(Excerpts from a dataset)
..........

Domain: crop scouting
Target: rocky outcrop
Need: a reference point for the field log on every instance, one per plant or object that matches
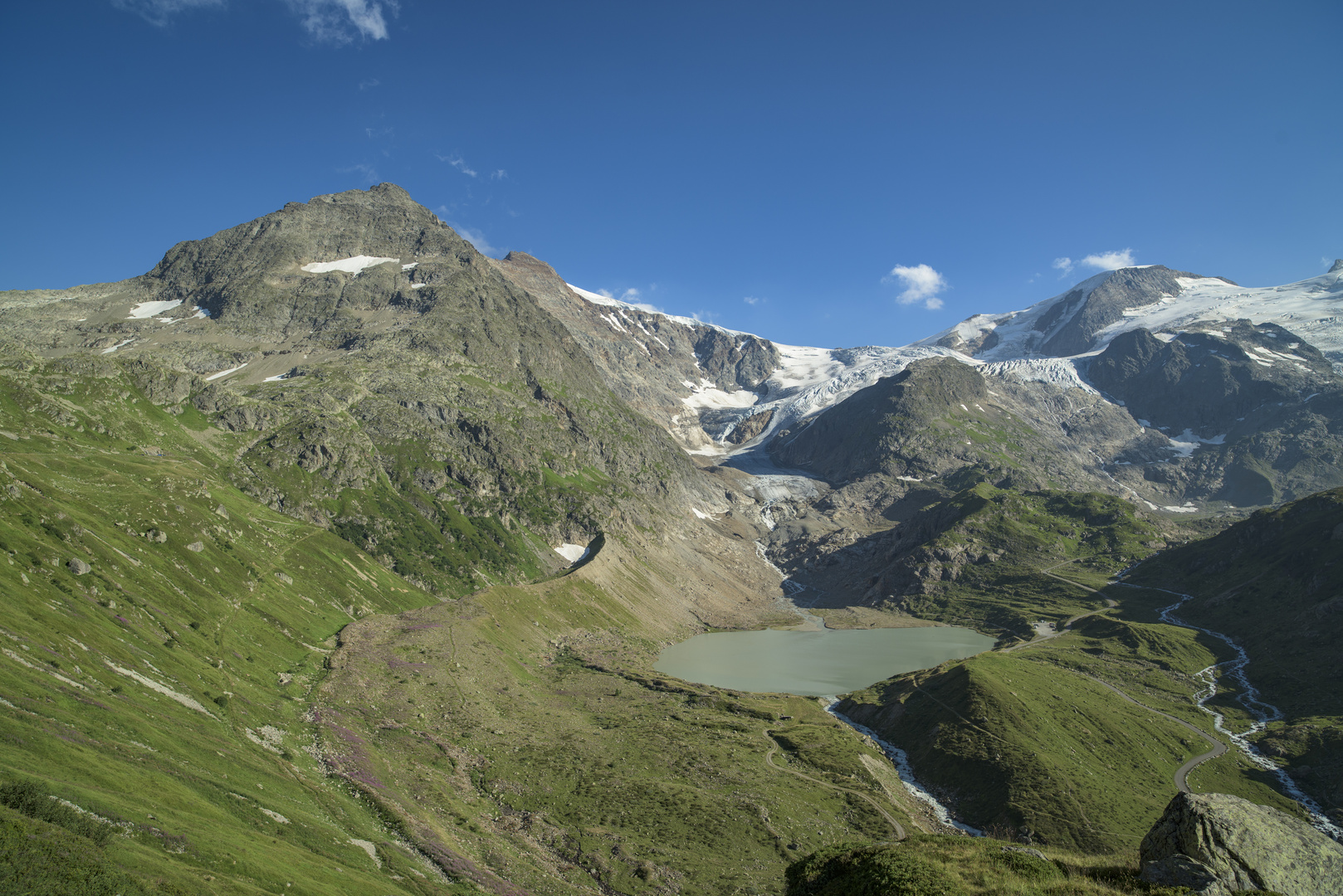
(1218, 844)
(652, 360)
(1104, 305)
(888, 427)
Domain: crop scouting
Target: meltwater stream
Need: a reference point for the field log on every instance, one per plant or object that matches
(1248, 698)
(821, 663)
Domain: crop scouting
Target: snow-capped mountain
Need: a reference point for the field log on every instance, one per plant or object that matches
(1088, 316)
(1173, 418)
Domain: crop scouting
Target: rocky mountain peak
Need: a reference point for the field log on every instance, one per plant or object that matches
(297, 268)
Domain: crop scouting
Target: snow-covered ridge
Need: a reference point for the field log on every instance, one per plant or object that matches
(1311, 308)
(354, 265)
(810, 379)
(597, 299)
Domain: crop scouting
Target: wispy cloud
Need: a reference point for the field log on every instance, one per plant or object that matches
(457, 162)
(921, 285)
(341, 22)
(477, 238)
(367, 173)
(337, 22)
(158, 12)
(1100, 261)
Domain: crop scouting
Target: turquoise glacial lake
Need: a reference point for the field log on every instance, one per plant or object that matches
(829, 661)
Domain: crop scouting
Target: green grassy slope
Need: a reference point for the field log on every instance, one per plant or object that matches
(1275, 583)
(168, 687)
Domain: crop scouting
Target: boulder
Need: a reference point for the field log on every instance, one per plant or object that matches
(1218, 844)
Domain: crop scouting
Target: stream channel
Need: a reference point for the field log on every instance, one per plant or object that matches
(817, 661)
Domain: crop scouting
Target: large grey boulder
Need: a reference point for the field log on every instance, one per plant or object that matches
(1218, 844)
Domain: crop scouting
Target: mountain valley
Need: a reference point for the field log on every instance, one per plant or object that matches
(340, 555)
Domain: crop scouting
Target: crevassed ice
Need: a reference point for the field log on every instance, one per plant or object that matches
(215, 377)
(571, 553)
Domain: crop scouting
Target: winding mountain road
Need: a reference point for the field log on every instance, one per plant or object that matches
(769, 761)
(1182, 772)
(1068, 624)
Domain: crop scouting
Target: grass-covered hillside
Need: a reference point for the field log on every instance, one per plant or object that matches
(1033, 740)
(423, 407)
(161, 637)
(990, 558)
(1275, 583)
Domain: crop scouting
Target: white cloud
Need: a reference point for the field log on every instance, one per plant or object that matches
(336, 22)
(477, 238)
(158, 12)
(921, 285)
(367, 173)
(1100, 261)
(457, 162)
(1110, 261)
(341, 21)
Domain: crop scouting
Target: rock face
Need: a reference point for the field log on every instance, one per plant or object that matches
(1087, 314)
(886, 426)
(653, 360)
(1219, 844)
(1260, 406)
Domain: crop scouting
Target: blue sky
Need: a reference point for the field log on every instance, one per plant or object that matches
(819, 173)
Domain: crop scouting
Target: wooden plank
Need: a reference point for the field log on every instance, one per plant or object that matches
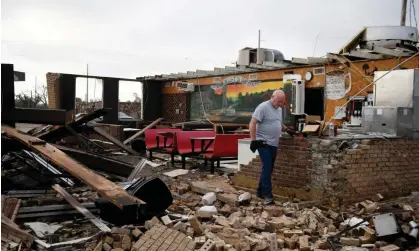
(114, 140)
(142, 131)
(16, 233)
(109, 190)
(79, 207)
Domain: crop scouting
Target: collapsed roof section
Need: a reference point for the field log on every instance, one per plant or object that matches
(370, 43)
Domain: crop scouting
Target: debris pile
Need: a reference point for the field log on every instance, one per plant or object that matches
(50, 201)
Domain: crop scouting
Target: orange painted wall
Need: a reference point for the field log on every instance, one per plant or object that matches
(360, 77)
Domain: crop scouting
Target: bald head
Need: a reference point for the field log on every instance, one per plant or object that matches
(278, 99)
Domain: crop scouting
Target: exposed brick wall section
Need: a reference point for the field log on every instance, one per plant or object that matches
(378, 166)
(53, 80)
(176, 107)
(317, 169)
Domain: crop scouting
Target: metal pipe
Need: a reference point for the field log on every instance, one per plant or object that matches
(403, 15)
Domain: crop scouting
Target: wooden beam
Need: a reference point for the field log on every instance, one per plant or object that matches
(142, 131)
(114, 140)
(109, 190)
(79, 207)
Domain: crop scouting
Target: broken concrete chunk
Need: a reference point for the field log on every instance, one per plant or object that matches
(290, 243)
(266, 215)
(98, 246)
(290, 233)
(126, 242)
(200, 240)
(208, 246)
(276, 223)
(216, 228)
(304, 243)
(226, 209)
(408, 208)
(207, 211)
(209, 198)
(108, 240)
(244, 197)
(219, 245)
(118, 230)
(151, 223)
(222, 221)
(136, 233)
(281, 243)
(350, 241)
(377, 197)
(189, 232)
(180, 226)
(106, 247)
(167, 221)
(196, 225)
(273, 242)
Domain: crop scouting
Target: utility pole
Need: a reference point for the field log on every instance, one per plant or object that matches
(87, 85)
(259, 52)
(403, 17)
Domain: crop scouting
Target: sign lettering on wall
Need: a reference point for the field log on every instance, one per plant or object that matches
(335, 86)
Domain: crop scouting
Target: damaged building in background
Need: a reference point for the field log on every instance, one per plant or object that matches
(82, 181)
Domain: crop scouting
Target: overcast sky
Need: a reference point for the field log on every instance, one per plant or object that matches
(138, 38)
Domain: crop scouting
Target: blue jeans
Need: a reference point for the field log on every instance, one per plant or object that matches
(267, 156)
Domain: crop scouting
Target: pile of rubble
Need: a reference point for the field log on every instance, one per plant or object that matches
(50, 201)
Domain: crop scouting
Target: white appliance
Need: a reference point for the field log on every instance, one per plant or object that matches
(185, 86)
(298, 97)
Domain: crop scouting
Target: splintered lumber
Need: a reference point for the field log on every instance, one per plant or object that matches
(11, 232)
(109, 190)
(79, 207)
(114, 140)
(142, 131)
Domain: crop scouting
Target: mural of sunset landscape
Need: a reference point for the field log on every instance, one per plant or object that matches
(239, 101)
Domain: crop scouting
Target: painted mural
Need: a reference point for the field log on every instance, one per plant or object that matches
(233, 100)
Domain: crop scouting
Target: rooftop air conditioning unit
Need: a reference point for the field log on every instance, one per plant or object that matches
(298, 97)
(185, 86)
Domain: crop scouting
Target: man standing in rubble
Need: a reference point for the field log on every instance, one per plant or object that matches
(265, 129)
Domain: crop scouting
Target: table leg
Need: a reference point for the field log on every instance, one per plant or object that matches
(208, 145)
(193, 145)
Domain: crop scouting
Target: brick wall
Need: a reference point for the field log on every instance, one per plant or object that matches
(132, 109)
(53, 80)
(316, 169)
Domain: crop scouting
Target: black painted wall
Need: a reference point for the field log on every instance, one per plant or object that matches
(152, 100)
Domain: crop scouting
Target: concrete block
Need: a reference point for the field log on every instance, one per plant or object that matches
(303, 243)
(196, 225)
(98, 246)
(126, 242)
(350, 241)
(408, 208)
(209, 245)
(290, 233)
(136, 233)
(290, 243)
(167, 221)
(106, 247)
(377, 197)
(108, 240)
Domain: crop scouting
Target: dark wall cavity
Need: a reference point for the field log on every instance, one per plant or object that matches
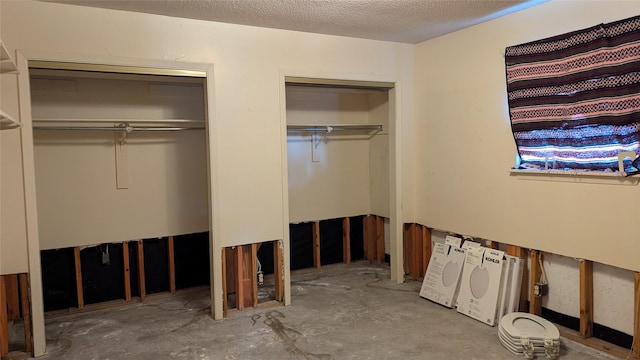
(357, 237)
(191, 259)
(102, 273)
(331, 244)
(133, 268)
(58, 279)
(301, 245)
(265, 256)
(156, 265)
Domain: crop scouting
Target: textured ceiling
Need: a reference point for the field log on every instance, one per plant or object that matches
(408, 21)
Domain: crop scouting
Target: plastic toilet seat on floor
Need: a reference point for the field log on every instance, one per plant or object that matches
(529, 335)
(523, 324)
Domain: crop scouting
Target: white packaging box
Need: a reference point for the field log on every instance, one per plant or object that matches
(481, 284)
(504, 301)
(517, 268)
(442, 278)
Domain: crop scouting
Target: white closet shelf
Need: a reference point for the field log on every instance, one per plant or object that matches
(329, 128)
(125, 125)
(52, 121)
(7, 65)
(7, 122)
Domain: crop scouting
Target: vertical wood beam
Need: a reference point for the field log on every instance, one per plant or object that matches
(254, 274)
(278, 270)
(346, 240)
(586, 299)
(426, 248)
(13, 297)
(635, 350)
(141, 285)
(224, 282)
(127, 271)
(172, 265)
(405, 247)
(316, 244)
(4, 323)
(417, 251)
(535, 302)
(524, 286)
(365, 236)
(379, 239)
(25, 302)
(239, 279)
(372, 241)
(78, 266)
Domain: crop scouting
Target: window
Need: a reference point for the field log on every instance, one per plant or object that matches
(574, 99)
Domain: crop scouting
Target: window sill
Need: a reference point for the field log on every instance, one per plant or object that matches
(576, 176)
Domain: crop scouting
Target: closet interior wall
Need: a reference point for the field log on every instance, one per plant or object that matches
(338, 174)
(99, 191)
(79, 202)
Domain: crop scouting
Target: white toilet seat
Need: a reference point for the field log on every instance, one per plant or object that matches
(518, 325)
(529, 335)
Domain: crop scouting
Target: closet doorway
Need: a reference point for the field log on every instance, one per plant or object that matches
(122, 184)
(341, 172)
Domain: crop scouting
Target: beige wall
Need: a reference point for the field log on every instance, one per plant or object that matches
(464, 146)
(379, 154)
(248, 63)
(13, 247)
(78, 201)
(352, 175)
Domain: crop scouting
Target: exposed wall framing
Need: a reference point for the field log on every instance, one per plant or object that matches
(417, 249)
(586, 298)
(240, 280)
(15, 306)
(75, 278)
(416, 235)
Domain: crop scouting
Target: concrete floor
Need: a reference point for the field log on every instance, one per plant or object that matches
(338, 312)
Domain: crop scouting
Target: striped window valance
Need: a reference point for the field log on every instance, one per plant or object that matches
(574, 99)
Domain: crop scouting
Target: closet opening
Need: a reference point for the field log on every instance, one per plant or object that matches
(340, 168)
(122, 184)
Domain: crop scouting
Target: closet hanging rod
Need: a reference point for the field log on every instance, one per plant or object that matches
(118, 121)
(117, 129)
(331, 128)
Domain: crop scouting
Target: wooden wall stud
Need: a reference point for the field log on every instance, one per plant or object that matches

..........

- ABOUT THIS EXERCISE: Whenever a line above contains "wall", copy that line.

- RESULT FOR THIS TASK:
Target: orange painted wall
Target: exposed brick wall section
Target: sign lettering on wall
Target: brick wall
Target: black painted wall
Target: dark wall cavity
Target: closet interior wall
Target: beige wall
Target: exposed wall framing
Target: wooden wall stud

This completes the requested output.